TEXT:
-=-=-
The Blue Tooth Virgin
Blue Tooth Virgin, The (2008)
★★★ / ★★★★
Sam (Austin Peck), a screenplay writer, invites his friend David (Bryce Johnson), a magazine editor, to meet up because he has great news: his most recent work, titled “The Blue Tooth Virgin” about a girl who has the ability to morph into another body, is finished. Sam is very interested to know what a non-screenwriter thinks about his screenplay, so he hands David a copy. Despite Sam’s circle of friends telling him that the draft is nothing short of brilliant, David thinks that it is a complete mess and chooses to tell Sam the truth.
Written and directed by Russell Brown, “The Blue Tooth Virgin” tackles an issue that we can all relate to and it is able to offer several messages about what it means to be a friend versus a critic, an impartial versus a personal criticism, and the struggle between genuinely feeling happy for a friend and wrestling against the pangs of jealousy.
-=-=-
REQUIRED ACTION 1:
Answer these questions using the review of The Blue Tooth Virgin:
(a) What is David's occupation?
(b) Who wrote and directed the film?
(c) What ability does the girl in Sam's screenplay have?
REQUIRED ACTION 2: Carry the review of The Blue Tooth Virgin forward, starting after its final sentence.

Natural language descriptions of regions:
-=-=-
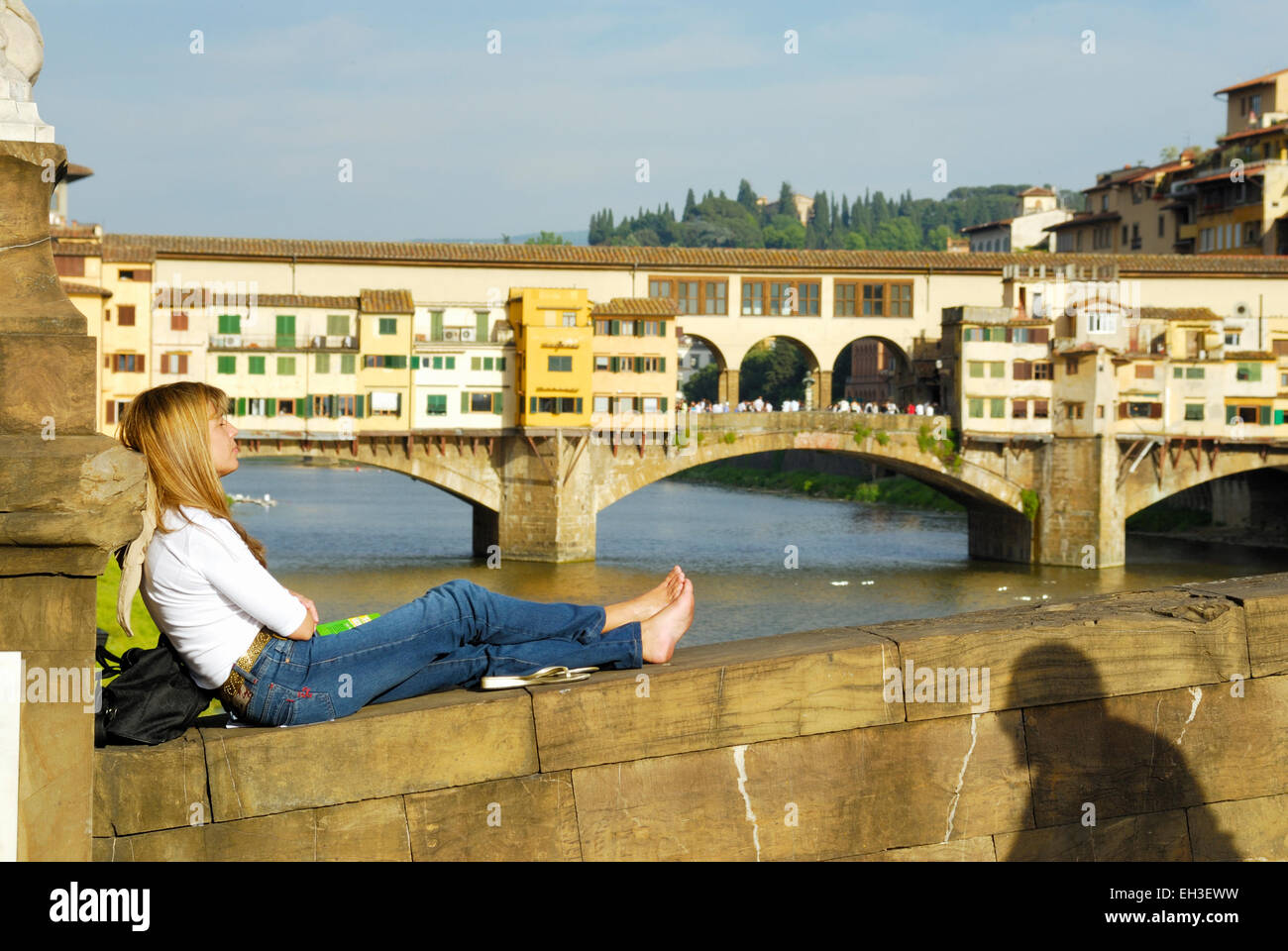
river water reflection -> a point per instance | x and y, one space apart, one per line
368 539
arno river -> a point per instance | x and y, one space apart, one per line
369 540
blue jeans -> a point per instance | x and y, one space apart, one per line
450 637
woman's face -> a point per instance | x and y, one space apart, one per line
223 446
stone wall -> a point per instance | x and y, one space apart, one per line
1136 726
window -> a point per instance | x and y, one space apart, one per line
692 295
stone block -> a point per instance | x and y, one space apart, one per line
527 818
1248 830
978 849
717 694
1103 646
811 796
142 789
1265 607
1157 752
1159 836
412 745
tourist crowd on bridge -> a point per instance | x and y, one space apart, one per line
760 405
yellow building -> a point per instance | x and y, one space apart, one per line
553 356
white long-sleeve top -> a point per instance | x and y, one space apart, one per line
205 589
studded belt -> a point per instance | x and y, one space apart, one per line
235 694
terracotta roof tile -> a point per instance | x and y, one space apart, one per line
386 302
745 260
636 307
1257 81
89 289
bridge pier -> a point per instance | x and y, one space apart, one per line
728 386
548 499
1081 518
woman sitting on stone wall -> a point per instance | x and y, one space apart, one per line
243 634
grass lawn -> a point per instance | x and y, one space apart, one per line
145 630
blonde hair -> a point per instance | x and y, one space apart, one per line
170 425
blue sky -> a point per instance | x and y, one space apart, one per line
449 141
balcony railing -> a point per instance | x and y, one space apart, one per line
283 342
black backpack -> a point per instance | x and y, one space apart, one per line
153 697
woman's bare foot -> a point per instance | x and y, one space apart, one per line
661 632
647 604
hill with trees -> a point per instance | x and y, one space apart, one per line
871 221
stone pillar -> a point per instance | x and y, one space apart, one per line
1080 519
728 388
822 388
487 528
546 513
67 497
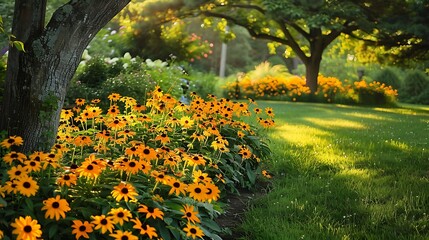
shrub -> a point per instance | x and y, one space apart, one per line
389 78
416 83
154 170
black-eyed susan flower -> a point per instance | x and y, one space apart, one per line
132 167
144 229
103 223
67 179
148 153
163 138
16 172
146 166
113 111
123 235
12 141
81 229
177 187
9 158
212 192
55 208
81 141
151 212
10 187
114 97
124 191
120 215
186 122
197 191
139 108
26 228
89 170
193 231
27 186
200 176
190 214
245 152
80 101
269 111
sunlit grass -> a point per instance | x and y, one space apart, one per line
343 172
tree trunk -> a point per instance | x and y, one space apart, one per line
37 80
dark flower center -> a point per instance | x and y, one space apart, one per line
28 229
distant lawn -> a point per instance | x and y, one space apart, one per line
344 172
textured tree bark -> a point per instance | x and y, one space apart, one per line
37 80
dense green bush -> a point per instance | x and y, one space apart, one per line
97 78
389 78
416 84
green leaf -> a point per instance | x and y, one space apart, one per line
19 45
3 202
53 229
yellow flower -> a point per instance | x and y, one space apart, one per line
190 214
121 235
193 231
124 191
151 212
55 208
26 228
119 215
144 228
104 223
27 186
81 229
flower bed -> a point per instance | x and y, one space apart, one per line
151 171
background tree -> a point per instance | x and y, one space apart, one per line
308 27
37 80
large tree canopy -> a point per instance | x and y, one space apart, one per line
37 80
307 27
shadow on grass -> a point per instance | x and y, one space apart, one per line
345 173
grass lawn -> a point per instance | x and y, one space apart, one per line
345 172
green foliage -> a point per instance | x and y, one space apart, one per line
2 76
97 78
153 160
333 169
415 87
203 84
388 77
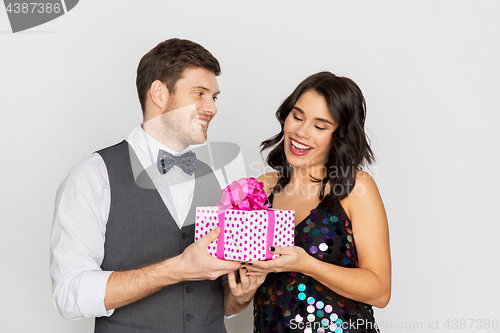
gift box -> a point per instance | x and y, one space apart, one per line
248 226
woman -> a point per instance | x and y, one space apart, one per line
340 265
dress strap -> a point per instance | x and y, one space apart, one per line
270 198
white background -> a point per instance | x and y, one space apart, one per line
430 72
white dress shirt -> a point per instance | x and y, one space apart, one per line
79 227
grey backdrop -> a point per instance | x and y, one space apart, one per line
431 77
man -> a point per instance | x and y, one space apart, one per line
122 240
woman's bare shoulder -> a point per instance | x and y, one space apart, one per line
269 179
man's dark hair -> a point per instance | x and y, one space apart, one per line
167 62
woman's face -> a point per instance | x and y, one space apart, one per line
308 131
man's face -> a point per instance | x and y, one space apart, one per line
191 108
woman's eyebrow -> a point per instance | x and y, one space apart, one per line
320 119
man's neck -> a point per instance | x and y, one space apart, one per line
162 137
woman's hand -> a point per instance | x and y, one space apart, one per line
291 259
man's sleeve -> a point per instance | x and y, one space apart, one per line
77 241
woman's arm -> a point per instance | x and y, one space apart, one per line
370 282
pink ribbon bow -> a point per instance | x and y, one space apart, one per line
244 194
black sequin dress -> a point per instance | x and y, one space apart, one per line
294 302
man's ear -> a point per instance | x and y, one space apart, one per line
159 94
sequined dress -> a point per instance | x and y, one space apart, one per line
294 302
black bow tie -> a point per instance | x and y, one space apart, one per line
187 162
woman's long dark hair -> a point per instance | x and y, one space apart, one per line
350 147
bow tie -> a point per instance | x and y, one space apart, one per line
187 162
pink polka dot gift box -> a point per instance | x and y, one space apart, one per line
248 226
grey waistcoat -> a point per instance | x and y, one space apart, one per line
141 231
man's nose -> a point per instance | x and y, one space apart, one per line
210 108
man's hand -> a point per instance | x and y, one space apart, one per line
196 263
291 259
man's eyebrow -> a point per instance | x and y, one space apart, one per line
320 119
204 89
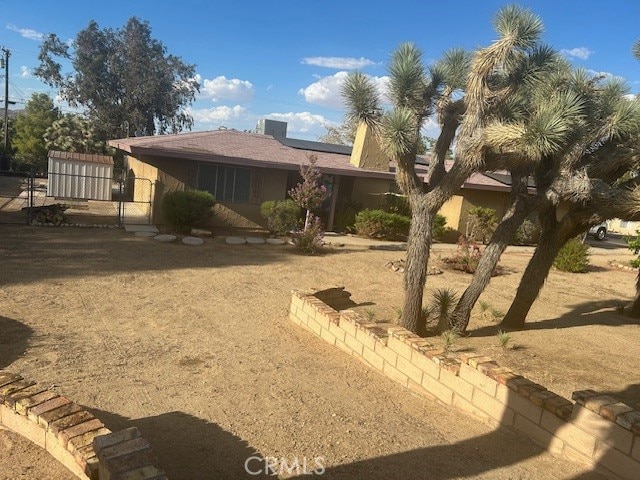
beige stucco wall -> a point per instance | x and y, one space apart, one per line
369 191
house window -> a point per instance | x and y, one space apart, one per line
226 184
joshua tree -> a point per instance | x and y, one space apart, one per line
488 81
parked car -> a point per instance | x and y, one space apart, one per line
599 232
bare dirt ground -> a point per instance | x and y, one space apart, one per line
193 346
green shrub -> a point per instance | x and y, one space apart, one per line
382 225
282 216
439 222
396 203
310 240
185 209
346 212
573 257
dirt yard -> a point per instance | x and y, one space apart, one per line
193 346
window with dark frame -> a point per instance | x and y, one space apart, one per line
225 183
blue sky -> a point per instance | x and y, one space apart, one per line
285 60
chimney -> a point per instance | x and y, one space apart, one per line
272 127
366 152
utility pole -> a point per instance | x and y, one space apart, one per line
5 61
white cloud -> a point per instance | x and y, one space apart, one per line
217 114
226 88
26 32
582 53
327 91
341 63
301 122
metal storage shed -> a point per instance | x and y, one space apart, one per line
79 176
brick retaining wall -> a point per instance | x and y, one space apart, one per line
73 436
594 429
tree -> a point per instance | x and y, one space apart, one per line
124 79
488 80
30 126
311 192
73 133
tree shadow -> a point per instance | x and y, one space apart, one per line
14 340
189 447
596 312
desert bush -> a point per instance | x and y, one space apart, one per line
282 216
396 203
573 257
382 225
439 222
310 240
481 222
345 217
185 209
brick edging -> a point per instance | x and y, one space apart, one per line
71 435
596 430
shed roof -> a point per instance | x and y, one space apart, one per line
81 157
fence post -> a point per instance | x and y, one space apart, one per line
120 202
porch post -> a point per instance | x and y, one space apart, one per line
334 200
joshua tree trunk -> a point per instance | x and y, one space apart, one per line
554 235
499 240
415 274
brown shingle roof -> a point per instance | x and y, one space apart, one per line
257 150
81 157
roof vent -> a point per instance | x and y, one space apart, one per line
272 127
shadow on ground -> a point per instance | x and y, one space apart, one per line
14 340
597 312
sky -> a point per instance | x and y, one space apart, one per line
286 60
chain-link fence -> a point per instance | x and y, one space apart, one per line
62 198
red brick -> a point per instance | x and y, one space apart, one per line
14 387
596 403
581 396
539 397
612 412
47 406
11 399
69 421
8 377
79 429
52 415
24 404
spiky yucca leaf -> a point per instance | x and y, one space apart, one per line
519 25
454 67
407 79
362 98
635 49
399 132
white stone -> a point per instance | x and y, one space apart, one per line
192 241
165 238
235 240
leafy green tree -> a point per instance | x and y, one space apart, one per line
74 133
124 78
30 127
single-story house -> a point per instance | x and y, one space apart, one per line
242 170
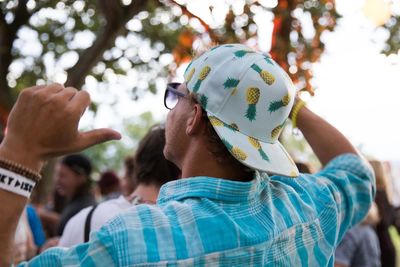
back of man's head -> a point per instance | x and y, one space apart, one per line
151 167
247 98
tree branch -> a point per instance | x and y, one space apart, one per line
105 40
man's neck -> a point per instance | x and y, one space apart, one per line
203 163
148 193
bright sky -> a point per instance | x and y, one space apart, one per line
358 88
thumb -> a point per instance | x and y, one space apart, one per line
97 136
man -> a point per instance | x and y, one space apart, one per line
152 170
222 132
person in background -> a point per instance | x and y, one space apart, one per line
73 182
152 170
49 213
109 186
35 225
241 200
127 182
386 213
360 245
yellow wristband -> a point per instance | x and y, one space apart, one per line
295 111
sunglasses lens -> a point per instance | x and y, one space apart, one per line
171 99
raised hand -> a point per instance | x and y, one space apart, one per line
44 123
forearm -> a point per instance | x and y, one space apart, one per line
10 210
325 140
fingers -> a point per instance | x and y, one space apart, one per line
94 137
80 102
66 94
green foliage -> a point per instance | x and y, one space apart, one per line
111 155
393 42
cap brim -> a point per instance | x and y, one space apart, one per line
267 157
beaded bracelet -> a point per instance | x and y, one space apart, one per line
19 169
15 183
295 111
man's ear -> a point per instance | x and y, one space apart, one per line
195 123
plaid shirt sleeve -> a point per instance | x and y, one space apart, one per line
351 182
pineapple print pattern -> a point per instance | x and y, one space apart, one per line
265 75
276 131
236 152
268 59
252 97
203 101
218 123
242 53
231 83
275 105
189 76
256 144
203 74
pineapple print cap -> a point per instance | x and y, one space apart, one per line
248 98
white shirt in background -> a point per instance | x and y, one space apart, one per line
73 233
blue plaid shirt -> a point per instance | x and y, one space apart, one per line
204 221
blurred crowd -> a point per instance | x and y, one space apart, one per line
79 205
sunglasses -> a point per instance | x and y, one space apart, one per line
172 95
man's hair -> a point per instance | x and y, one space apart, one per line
151 167
215 145
217 148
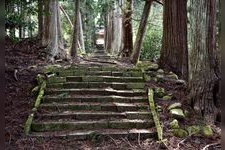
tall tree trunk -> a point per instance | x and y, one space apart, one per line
46 23
141 30
117 29
75 33
109 32
40 19
81 33
127 29
204 70
55 45
174 53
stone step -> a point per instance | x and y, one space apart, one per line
114 85
92 115
95 67
99 73
115 107
100 99
95 91
103 79
130 134
100 52
42 126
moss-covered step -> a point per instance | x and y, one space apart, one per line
64 73
103 79
114 85
94 91
131 134
93 124
100 99
116 107
92 115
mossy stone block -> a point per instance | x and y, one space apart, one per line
177 113
174 105
167 98
181 133
174 124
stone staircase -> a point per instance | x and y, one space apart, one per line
91 102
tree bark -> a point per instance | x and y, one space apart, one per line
204 70
81 33
46 23
174 52
55 41
117 29
108 32
127 29
141 30
40 19
75 33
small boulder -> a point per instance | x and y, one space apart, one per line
177 113
35 91
160 77
160 71
153 67
180 82
207 131
174 124
193 130
181 133
172 76
159 108
174 105
159 92
167 98
154 79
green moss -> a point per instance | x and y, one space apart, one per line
35 90
194 130
40 95
207 131
52 68
181 133
155 115
56 79
27 126
135 86
167 98
159 92
174 124
40 79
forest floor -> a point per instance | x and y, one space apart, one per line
23 62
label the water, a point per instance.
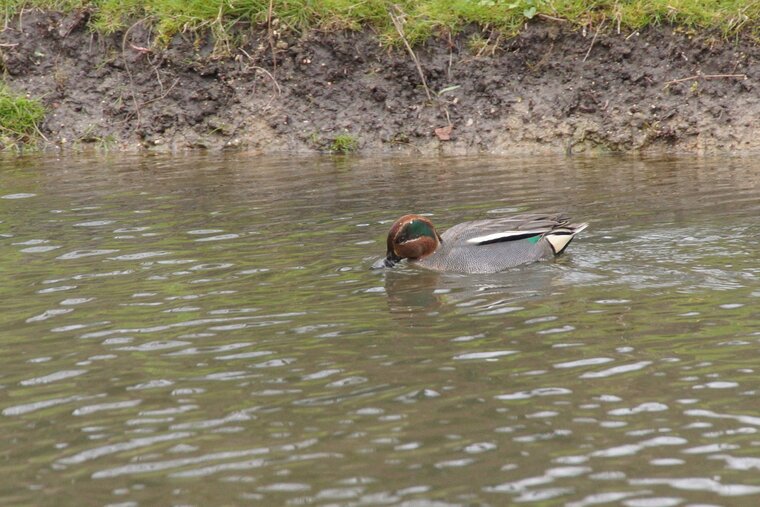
(206, 331)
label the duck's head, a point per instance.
(411, 237)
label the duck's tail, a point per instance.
(560, 237)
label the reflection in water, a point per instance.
(168, 319)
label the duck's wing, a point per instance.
(555, 227)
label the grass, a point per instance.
(344, 143)
(422, 18)
(19, 118)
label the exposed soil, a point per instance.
(548, 90)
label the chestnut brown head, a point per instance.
(411, 237)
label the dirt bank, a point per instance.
(550, 89)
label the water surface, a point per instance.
(204, 330)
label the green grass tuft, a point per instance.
(344, 143)
(19, 118)
(421, 18)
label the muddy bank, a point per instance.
(549, 90)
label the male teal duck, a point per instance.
(481, 246)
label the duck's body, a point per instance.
(481, 246)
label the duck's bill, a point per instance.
(385, 262)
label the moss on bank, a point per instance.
(19, 118)
(421, 18)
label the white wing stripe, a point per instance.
(503, 235)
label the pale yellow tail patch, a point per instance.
(560, 241)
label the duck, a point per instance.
(480, 246)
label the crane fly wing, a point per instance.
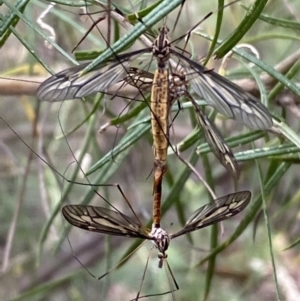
(68, 84)
(103, 220)
(218, 146)
(223, 208)
(71, 83)
(226, 97)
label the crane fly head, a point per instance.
(161, 46)
(161, 240)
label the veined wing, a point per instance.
(70, 84)
(222, 208)
(218, 145)
(103, 220)
(143, 80)
(226, 97)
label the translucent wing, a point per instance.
(102, 220)
(226, 97)
(218, 145)
(223, 208)
(70, 84)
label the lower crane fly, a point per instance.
(111, 222)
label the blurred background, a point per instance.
(43, 258)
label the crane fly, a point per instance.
(179, 87)
(111, 222)
(226, 97)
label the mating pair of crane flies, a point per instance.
(166, 86)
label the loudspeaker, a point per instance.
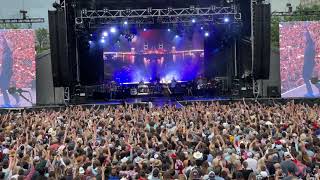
(273, 91)
(261, 33)
(63, 61)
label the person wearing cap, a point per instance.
(288, 163)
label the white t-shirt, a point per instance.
(252, 164)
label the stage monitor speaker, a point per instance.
(262, 33)
(273, 91)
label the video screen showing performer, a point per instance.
(154, 54)
(300, 59)
(17, 68)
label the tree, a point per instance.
(301, 14)
(42, 39)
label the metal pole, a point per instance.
(235, 58)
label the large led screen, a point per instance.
(155, 54)
(17, 68)
(300, 59)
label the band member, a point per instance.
(113, 89)
(6, 71)
(166, 90)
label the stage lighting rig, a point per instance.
(84, 11)
(56, 5)
(189, 16)
(25, 19)
(192, 8)
(105, 10)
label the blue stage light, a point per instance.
(113, 30)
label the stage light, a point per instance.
(113, 30)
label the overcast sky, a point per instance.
(39, 8)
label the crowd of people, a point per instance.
(239, 140)
(292, 50)
(21, 45)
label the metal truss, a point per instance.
(66, 95)
(302, 13)
(151, 13)
(27, 20)
(96, 23)
(63, 3)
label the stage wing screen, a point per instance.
(17, 68)
(154, 55)
(300, 59)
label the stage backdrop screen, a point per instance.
(300, 59)
(154, 55)
(17, 68)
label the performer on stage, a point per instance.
(6, 72)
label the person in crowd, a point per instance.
(214, 141)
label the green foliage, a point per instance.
(301, 14)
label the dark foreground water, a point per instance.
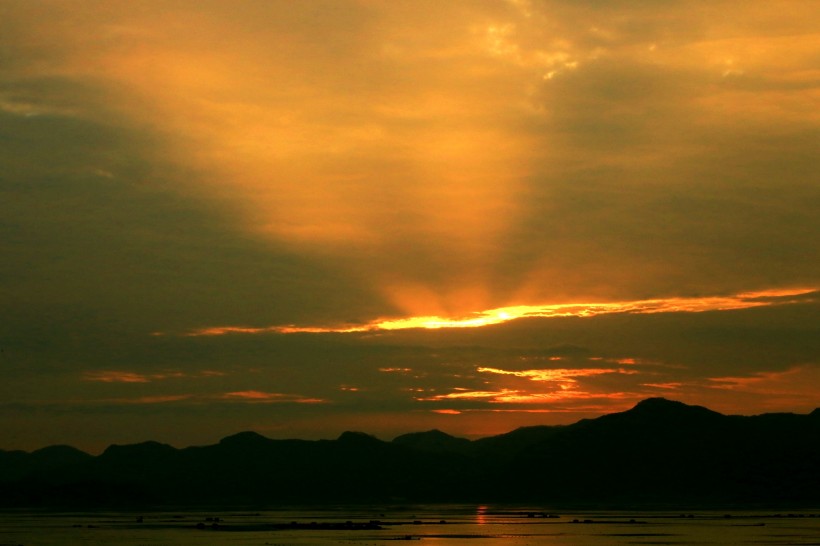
-=-=-
OUTPUT 1:
(a) He is a magazine editor.
(b) Russell Brown.
(c) She can morph into another body.

OUTPUT 2:
The picture’s acting requires a little bit of getting used to. When Sam and David meet at the cafe, they are supposed to be friends, considering that one is comfortable enough to ask for what the other really thinks about his work, but the way certain lines are delivered feels forced at times. Somewhere around the middle, there is a sudden shift. Peck and Johnson are more natural and it is more comfortable to watch.
A handful of scenes are effortlessly funny. For instance, when Sam asks David about, specifically, what he likes or dislikes about the script while playing golf, David keeps using the word “unique” and misses the hole every time he swings the club. Just as quickly, the laughs are overshadowed by a more somber tone. As Sam realizes that his friend does not like his script at all, hurt and embarrassment are drawn all over his face and body language. There is a level of honesty. All of us have given criticisms, constructive as well as malicious. Once we put our opinion out there and the person receiving feedback does not like what we have to say, the situation becomes awkward and uncomfortable. Sometimes that’s friendship and it’s not always easy.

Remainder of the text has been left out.